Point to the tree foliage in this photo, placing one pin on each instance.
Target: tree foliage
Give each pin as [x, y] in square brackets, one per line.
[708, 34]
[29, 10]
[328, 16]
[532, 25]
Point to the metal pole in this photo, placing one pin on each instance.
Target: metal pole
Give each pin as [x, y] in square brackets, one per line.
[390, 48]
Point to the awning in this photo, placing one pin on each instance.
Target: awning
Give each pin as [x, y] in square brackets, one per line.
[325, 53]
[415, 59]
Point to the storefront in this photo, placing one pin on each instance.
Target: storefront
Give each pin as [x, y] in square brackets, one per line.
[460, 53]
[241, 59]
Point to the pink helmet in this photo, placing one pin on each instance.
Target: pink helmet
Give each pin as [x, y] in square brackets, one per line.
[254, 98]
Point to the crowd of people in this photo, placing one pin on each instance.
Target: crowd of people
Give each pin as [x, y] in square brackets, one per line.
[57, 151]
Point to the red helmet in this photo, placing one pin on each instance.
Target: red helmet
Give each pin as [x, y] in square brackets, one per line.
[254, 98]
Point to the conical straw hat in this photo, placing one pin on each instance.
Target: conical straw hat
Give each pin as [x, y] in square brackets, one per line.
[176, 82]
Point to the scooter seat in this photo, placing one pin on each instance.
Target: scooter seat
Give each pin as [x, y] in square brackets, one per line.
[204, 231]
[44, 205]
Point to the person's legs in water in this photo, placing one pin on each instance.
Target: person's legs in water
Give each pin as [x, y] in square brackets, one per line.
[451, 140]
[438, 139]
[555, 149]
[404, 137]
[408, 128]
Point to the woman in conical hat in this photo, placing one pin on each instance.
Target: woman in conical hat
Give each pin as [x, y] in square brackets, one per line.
+ + + + + + +
Go through the records line by line, and copy each line that holds the string "metal".

Point to the metal pole in this photo, placing one pin on each instance.
Target: metal pole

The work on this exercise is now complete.